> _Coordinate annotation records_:

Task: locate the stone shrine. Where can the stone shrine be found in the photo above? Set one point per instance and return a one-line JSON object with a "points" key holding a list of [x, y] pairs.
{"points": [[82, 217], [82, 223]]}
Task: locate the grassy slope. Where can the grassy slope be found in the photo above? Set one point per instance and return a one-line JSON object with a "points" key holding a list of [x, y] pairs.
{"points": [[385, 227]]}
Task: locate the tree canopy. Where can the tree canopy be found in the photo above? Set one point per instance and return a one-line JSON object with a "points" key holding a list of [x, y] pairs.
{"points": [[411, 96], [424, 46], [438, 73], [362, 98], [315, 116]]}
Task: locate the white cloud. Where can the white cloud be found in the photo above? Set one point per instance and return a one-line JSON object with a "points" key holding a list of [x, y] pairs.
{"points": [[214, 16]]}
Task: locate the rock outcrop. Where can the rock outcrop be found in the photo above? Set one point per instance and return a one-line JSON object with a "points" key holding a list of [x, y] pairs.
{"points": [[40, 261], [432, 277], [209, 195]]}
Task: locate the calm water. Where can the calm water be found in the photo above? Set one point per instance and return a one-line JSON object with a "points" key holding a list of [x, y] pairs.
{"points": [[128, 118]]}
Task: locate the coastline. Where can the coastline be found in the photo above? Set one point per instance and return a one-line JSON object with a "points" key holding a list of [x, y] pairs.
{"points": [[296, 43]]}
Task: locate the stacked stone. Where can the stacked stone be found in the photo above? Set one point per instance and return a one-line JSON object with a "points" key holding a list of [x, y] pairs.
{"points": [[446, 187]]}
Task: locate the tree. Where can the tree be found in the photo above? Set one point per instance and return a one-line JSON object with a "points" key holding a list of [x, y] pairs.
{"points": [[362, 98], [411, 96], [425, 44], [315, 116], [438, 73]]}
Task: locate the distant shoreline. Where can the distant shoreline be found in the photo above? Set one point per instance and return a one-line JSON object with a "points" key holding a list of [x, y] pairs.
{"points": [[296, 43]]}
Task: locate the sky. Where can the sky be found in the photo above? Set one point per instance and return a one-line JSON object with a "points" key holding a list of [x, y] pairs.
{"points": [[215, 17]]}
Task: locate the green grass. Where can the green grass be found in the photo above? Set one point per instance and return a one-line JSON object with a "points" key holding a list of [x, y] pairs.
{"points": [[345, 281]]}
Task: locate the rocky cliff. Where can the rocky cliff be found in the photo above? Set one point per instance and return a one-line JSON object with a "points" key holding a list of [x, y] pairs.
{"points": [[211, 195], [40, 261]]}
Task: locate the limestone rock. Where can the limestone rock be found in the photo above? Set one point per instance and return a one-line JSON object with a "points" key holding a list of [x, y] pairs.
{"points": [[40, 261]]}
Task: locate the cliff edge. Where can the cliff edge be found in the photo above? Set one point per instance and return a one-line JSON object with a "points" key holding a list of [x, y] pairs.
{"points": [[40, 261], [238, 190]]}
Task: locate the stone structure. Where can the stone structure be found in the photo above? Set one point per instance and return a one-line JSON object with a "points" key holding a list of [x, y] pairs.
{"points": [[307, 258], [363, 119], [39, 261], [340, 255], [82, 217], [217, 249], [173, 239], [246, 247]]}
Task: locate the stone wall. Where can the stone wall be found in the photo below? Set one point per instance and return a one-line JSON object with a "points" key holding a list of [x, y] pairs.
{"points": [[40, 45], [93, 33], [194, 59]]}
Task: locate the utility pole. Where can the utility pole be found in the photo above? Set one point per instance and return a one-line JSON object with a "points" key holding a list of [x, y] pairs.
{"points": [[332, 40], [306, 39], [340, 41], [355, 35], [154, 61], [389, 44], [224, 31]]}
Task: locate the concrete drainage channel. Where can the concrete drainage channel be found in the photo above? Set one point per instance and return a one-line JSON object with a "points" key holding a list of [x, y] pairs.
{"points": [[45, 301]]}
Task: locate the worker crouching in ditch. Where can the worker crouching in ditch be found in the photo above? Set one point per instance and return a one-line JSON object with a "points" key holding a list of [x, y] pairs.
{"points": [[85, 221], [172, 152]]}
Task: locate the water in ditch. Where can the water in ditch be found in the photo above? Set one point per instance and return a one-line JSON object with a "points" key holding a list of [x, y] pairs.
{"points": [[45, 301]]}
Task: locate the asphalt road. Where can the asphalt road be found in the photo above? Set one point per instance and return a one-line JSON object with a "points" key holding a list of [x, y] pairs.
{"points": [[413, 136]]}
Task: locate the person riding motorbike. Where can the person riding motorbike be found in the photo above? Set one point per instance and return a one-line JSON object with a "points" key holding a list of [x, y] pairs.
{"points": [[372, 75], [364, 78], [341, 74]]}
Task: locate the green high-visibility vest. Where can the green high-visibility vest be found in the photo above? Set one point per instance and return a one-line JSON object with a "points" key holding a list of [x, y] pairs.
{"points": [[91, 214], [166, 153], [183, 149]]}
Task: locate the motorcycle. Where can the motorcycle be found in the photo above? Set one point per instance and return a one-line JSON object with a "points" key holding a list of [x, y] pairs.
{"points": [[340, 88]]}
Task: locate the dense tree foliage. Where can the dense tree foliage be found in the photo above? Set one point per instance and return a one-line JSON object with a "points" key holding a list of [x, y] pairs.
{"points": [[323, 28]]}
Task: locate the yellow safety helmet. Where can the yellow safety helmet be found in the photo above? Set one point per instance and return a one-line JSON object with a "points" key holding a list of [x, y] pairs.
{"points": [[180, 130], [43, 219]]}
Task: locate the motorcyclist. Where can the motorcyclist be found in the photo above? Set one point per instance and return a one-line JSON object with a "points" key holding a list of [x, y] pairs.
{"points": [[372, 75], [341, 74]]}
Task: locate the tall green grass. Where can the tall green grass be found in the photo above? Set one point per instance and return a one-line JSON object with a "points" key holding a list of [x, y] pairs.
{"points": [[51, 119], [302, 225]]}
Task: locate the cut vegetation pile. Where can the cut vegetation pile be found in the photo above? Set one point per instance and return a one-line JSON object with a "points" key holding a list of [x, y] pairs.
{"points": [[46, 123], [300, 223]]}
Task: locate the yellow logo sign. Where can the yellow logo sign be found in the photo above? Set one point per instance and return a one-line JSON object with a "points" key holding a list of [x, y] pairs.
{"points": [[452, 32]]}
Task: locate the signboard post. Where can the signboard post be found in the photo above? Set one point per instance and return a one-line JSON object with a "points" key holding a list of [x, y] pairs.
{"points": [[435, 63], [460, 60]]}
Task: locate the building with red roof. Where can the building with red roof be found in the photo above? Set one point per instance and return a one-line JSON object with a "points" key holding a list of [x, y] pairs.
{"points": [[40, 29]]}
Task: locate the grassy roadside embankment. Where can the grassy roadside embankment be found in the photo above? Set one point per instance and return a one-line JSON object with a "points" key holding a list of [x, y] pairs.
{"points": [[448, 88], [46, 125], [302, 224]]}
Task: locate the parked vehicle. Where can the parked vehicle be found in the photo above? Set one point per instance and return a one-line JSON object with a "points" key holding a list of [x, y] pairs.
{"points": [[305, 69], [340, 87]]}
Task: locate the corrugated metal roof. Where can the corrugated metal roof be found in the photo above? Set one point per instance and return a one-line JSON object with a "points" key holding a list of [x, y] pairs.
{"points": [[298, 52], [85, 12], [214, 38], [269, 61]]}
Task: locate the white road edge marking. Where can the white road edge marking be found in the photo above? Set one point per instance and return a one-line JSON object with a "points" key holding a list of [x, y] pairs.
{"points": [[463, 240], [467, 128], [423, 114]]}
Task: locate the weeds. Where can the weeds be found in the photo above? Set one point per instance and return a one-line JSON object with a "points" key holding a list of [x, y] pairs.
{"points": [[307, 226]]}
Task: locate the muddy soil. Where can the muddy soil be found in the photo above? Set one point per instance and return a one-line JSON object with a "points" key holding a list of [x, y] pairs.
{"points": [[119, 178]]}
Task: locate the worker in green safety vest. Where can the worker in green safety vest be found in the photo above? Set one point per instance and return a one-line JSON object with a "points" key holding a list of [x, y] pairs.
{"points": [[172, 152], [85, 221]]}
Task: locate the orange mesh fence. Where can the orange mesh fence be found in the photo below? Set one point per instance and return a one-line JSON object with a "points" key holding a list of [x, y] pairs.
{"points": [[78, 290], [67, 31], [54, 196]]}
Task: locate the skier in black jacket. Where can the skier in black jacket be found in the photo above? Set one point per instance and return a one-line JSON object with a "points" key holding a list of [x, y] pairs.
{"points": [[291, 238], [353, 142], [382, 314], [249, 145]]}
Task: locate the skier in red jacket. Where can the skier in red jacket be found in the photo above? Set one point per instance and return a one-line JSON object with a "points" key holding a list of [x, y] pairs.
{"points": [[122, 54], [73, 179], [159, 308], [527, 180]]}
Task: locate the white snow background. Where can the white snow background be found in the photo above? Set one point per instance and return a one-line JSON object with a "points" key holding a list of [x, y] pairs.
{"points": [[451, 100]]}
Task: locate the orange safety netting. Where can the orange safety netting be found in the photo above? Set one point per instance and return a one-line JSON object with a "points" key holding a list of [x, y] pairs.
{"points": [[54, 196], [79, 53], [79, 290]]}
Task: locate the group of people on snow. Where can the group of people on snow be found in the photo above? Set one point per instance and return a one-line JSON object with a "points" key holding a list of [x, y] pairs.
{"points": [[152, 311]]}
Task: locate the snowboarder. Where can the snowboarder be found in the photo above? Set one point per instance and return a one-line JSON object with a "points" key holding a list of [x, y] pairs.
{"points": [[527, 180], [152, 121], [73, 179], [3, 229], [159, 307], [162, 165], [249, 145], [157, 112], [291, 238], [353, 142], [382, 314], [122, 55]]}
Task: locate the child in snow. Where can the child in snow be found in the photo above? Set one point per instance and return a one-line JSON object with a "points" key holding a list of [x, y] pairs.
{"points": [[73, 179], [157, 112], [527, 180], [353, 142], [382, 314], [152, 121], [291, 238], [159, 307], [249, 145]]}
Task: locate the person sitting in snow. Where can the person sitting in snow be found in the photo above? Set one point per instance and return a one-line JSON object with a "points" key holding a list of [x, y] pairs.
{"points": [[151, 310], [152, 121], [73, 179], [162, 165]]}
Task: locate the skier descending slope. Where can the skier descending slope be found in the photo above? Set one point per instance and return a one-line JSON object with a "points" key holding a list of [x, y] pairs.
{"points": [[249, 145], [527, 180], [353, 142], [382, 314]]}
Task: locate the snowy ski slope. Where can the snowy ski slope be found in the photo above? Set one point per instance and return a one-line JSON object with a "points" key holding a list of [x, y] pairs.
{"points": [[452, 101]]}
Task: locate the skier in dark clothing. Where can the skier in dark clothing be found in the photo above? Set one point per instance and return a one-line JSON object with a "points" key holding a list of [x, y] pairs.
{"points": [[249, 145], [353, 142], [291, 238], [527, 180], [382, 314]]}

> _What is asked_:
Reproduce exactly the lines from the one with "Task: locate the person sitting" through the end of the entries above, both ends included.

> _Answer to this problem_:
Task: locate the person sitting in snow. Where can the person sitting in snow be found in the photo above? Set one point per instance and return a one-line JSON object with a "points" key holding a list of [x, y] pairs.
{"points": [[151, 310], [152, 121], [73, 179], [162, 165]]}
Task: locate the skier descending slope. Where can the skier descending slope be found in the photo above? Set one point per instance and return a one-line JSON object with a "points" key holding a list of [x, y] pairs.
{"points": [[249, 145], [527, 180], [353, 142], [382, 314]]}
Task: locate the snowy ski slope. Where can the snowy ski slope be found in the photo above? Set one point per instance and return a one-line JSON object with a "points" key holding a list of [x, y] pairs.
{"points": [[452, 101]]}
Task: locate the skier in dark clothing. Where can the skier in dark clothing be found in the photo above? Set one point per instance and return a one-line JSON object with a "points" key holding a list of [x, y] pairs.
{"points": [[249, 145], [353, 142], [291, 238], [527, 180], [382, 314]]}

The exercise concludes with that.